HL Deb 01 June 1960 vol 224 cc190-2

2.55 p.m.

LORD FRASER OF LONSDALE

My Lords, I beg leave to ask the Question which stands in my name on the Order Paper.

[The Question was as follows:

To ask Her Majesty's Government whether, having regard to the general satisfaction felt at the result of the Royal Commission on Doctors' Remuneration and the Government implementation of its recommendations, and having regard also to the new importance now being attached to medical auxiliaries, as evidenced by the passage through Parliament of the Professions Supplementary to Medicine Bill, they will now set up a Royal Commission or other appropriate body to inquire into the salaries and conditions of work of the professional persons covered by this Bill.]

VISCOUNT HAILSHAM

My Lords, In the view of Her Majesty's Government, the special circumstances which led to the decision to set up the Royal Commission on Doctors' and Dentists' Remuneration have no application to the professions covered by the Professions Supplementary to Medicine Bill. This Bill, which has now received its Second Reading in your Lordships' House, is, of course, concerned solely with providing for the registration, training and discipline of the members of the professions concerned. The remuneration and conditions of service of members of the professions employed in the National Health Service are negotiated by the National Health. Service Professional and Technical Whitley Councils A and B, and Her Majesty's Government consider that normal opportunities for negotiation provided by this machinery are fully adequate for their purpose.

LORD FRASER OF LONSDALE

My Lords, with respect, does not this look like one law for the doctors and another law for the supplementary workers, without whom the doctors would be powerless to do their jobs? Does my noble friend know that the supplementary workers are not satisfied with the Whitley Council, and will he reconsider the Answer which he has given?

LORD TAYLOR

My Lords, before the noble Viscount replies, may I ask whether he is not aware that there are Whitley Councils for the doctors, but that that fact did not stop the setting up of a Royal Commission for them? These professions are in an infinitely worse financial position than the doctors, and while not subscribing completely to the noble Lord's observations about doctors and the supplementary professsions, I would agree that the value of their work is very great and their remuneration very poor.

BARONESS WOOTTON OF ABINGER

My Lords, before the noble Viscount replies—

VISCOUNT HAILSHAM

Could I answer one question at a time? We are getting rather numerous supplementary questions. I promise the noble Baroness that she shall be next. I cannot for an instant accept the proposition that because a Royal Commission is set up to discuss the remuneration in one profession, in all other cases of wage negotiations it is to be treated as a slight on the employees if a Royal Commission is not set up in that profession, too. That seems to me to be the wrong way of approaching the matter; and it would, in fact, be a counsel of despair in all wage negotiations.

*PROBLEMS TO WORK ON*
A. Answer these questions from the Lords debate extract on pay for professions supplementary to medicine:
(i) Which Whitley Councils negotiate the remuneration of members of these professions employed in the National Health Service?
(ii) According to Viscount Hailsham, the Bill is concerned solely with providing for what?
(iii) According to Lord Taylor, what fact did not stop a Royal Commission from being set up for the doctors?
B. Write the next part of the Lords debate on pay for professions supplementary to medicine, beginning after Viscount Hailsham's last sentence.
The records below come from a source unrelated to the Lords debate.

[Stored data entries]
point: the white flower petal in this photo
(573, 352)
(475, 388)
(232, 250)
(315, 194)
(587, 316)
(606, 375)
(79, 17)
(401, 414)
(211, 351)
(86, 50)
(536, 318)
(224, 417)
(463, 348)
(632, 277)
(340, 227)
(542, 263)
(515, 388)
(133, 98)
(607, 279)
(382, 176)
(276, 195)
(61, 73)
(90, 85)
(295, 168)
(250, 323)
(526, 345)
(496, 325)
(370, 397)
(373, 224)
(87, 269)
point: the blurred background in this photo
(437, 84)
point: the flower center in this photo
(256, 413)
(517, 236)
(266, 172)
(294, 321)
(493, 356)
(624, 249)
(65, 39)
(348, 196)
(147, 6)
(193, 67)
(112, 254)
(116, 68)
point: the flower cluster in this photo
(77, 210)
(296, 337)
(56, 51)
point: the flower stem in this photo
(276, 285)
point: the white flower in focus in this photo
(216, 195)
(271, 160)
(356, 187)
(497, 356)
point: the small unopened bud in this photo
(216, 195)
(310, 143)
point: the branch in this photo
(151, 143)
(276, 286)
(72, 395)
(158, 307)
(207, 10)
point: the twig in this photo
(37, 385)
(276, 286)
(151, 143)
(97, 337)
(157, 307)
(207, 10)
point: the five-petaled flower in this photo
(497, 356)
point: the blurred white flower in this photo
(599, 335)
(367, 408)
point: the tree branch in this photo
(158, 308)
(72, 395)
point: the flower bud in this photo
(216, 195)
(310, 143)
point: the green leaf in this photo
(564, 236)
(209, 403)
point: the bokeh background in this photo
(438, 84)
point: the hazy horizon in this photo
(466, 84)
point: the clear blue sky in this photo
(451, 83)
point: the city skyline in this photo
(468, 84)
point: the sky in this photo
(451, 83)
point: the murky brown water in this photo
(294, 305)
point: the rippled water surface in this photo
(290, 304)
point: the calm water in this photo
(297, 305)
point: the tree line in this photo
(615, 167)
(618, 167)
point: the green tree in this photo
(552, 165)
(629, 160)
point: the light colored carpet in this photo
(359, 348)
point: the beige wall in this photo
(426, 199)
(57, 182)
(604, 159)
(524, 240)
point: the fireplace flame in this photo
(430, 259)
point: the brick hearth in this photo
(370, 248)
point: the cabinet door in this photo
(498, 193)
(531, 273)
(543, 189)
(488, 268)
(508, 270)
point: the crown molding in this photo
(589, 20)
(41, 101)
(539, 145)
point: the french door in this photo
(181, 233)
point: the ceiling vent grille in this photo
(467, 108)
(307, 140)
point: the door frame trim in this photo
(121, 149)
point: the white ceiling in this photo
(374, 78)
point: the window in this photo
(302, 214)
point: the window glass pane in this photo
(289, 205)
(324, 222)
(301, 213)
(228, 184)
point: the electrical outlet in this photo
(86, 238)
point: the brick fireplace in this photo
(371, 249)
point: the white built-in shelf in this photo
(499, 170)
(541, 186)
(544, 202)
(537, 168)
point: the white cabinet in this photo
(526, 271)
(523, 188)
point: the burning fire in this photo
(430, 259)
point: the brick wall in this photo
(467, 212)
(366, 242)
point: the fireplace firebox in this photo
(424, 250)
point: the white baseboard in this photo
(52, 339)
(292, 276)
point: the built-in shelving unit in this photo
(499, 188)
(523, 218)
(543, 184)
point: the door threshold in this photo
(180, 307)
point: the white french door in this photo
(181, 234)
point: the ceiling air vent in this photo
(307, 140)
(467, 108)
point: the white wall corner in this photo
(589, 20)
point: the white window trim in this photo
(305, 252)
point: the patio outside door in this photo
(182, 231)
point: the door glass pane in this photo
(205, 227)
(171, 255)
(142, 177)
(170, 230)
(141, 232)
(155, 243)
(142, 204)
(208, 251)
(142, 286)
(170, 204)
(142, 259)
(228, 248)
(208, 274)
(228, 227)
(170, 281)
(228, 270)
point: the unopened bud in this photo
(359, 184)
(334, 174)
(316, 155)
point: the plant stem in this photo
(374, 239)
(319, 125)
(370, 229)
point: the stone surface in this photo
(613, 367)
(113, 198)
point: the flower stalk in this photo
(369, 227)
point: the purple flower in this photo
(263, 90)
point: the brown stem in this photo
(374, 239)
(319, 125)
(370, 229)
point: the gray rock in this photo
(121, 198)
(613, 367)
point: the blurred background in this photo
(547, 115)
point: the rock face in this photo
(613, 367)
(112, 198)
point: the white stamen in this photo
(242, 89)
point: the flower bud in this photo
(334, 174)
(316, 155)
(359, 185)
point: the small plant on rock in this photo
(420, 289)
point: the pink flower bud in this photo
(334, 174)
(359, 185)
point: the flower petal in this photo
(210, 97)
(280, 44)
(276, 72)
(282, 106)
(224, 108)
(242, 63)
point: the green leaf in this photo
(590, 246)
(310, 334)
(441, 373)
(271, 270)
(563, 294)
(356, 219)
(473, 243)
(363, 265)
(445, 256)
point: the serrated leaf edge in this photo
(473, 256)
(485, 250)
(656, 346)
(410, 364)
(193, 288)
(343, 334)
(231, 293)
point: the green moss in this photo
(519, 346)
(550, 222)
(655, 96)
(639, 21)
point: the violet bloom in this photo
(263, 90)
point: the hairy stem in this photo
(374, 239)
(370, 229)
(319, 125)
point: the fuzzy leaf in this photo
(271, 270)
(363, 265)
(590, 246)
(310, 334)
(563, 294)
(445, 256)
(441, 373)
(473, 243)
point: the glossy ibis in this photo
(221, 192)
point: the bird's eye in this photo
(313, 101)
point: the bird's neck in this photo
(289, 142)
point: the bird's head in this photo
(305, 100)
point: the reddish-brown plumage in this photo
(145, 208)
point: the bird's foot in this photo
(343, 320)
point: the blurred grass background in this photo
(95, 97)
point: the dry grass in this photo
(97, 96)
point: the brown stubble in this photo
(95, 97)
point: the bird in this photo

*EXPECTED RESULTS*
A.
(i) The Professional and Technical Whitley Councils A and B.
(ii) The registration, training and discipline of the members of the professions concerned.
(iii) The fact that there are Whitley Councils for the doctors.

B.
In reply to the noble Lord, Lord Taylor, I would say that the circumstances which led to the appointment of the Royal Commission were that a fundamental disagreement had developed between the Government and the two professions about the basis upon which the professions' remuneration in the Health Service ought to be determined. Complex questions had arisen, such as the precise meaning of what had been implied by Government acceptance in principle of the three Spens Reports drawn up before the Health Service was brought into being in July, 1948. According to the Royal Commission, the disputes which arose did nothing to promote the smooth working of the National Health Service. I should hardly think that a comparable situation had arisen in relation to the seven supplementary professions. I think it is fair to say, in answer to my noble friend Lord Fraser of Lonsdale, that since October, 1959, the National Health Service salaries and sessional fees of six of the seven professions covered by the Bill have been increased by agreements freely arrived at on the appropriate Whiteley Council. The salaries of the remaining class, the radiographers, were determined, in default of agreement, by an award of the Industrial Court, effective from February 1, 1959. In all cases the increases were more than would have been justified by increases in the cost of living alone, and in some cases where very considerable.

BARONESS WOOTTON OF ABINGER

My Lords, could the noble and learned Viscount indicate the criteria which determine whether a dispute about the remuneration of a particular profession should be settled by a Royal Commission or by some body of lesser eminence?

VISCOUNT HAILSHAM

I think that, clearly, the criterion is that a Royal Commission should be invoked for any sort of inquiry only when the ordinary machinery is either not working or will not work.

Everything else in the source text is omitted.